-- THE INPUT follows --
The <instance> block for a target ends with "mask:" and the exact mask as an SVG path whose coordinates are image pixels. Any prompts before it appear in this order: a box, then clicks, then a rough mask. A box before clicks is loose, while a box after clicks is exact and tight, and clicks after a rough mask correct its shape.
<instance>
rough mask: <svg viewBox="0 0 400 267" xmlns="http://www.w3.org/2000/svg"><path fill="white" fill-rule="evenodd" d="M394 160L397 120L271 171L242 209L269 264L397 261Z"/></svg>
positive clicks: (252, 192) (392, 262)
-- THE INPUT concluded --
-- THE INPUT follows --
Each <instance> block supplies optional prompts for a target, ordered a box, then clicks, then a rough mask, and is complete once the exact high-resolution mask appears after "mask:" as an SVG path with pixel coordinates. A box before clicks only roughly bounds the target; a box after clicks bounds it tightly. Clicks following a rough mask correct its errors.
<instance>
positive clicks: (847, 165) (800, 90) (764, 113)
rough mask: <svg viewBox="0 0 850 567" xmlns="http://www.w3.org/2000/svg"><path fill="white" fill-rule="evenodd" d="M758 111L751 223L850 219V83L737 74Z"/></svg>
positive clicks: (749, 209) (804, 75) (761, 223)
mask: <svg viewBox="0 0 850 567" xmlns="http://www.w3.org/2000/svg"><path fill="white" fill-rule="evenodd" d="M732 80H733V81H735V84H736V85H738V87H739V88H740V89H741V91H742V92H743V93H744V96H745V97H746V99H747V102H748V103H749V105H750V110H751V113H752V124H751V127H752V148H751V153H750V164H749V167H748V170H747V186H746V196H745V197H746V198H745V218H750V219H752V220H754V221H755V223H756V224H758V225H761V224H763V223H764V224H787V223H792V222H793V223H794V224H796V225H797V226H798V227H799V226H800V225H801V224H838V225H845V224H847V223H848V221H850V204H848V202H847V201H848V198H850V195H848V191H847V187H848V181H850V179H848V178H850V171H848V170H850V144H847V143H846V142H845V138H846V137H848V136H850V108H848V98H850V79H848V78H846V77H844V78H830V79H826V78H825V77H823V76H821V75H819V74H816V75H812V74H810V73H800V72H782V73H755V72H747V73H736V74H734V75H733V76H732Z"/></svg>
-- THE INPUT concluded --
-- THE INPUT follows --
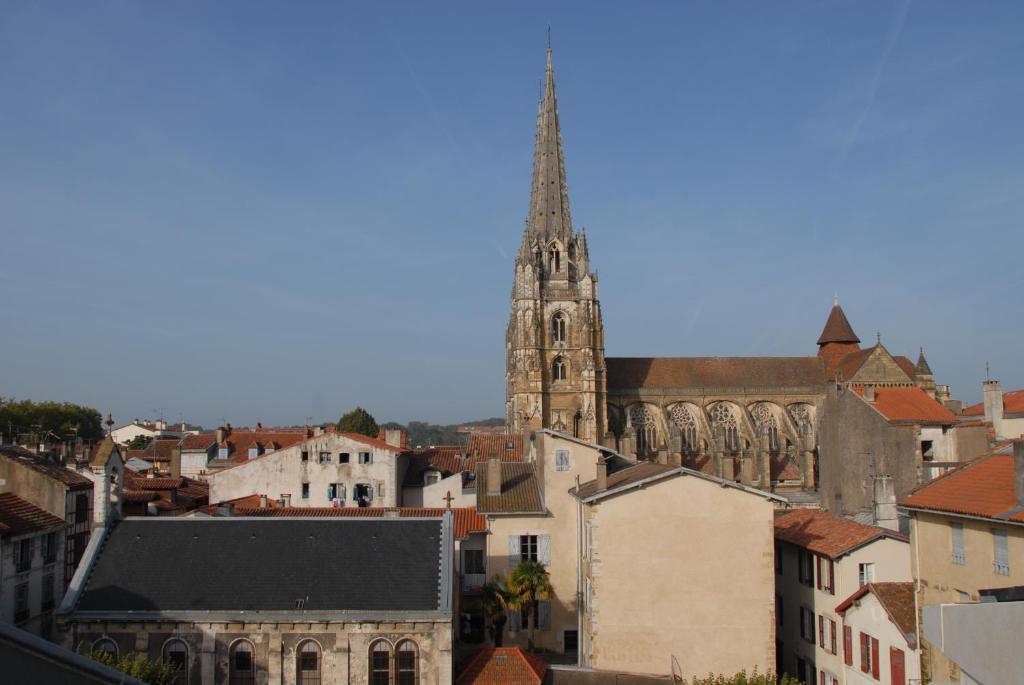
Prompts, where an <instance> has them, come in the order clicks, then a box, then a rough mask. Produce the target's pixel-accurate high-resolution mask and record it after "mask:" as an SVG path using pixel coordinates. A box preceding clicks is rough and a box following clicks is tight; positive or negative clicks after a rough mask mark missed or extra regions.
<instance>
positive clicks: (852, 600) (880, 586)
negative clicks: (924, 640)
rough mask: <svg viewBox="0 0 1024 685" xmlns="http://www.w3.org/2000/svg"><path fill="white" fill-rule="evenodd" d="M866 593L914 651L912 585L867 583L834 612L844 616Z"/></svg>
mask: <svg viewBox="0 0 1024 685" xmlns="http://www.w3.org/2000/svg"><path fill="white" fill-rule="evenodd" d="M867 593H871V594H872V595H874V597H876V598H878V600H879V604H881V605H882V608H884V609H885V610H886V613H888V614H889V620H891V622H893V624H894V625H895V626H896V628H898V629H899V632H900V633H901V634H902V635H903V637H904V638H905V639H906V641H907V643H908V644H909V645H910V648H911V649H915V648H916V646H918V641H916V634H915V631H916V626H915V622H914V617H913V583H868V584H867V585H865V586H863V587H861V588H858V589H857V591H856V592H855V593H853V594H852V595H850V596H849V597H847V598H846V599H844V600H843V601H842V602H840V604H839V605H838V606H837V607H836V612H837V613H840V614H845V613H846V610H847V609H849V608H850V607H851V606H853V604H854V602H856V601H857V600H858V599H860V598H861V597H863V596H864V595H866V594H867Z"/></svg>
-- THE INPUT concluded --
**HOW TO COMPLETE THIS TASK:** Set down only the lines above that fall between the line holding "Prompts, where an" and the line holding "negative clicks: (924, 640)", inclusive, keeping each exact.

**ANSWER TO THE PROBLEM:**
Prompts, where an <instance> has them, come in the order clicks, then a box, then a rough mask. Produce the target's pixel-accurate high-resolution mask and record it after "mask:" as an SVG path using pixel coordinates. A box preceding clicks is rough and a box following clicks is tight; positive or negative clicks after a rough mask mark missed or extra regions.
<instance>
positive clicks: (852, 600) (880, 586)
negative clicks: (924, 640)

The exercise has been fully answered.